Work to be completed ->
Print all entries below exactly, without images.

Start of Given records

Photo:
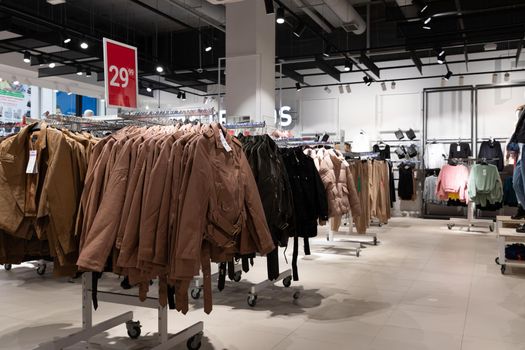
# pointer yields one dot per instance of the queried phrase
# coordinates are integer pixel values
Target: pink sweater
(453, 179)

End of Given records

Expected output ->
Photo:
# pointer yields one dot per instance of the queried phrase
# coordinates are integer pixel values
Target: pink sweater
(453, 179)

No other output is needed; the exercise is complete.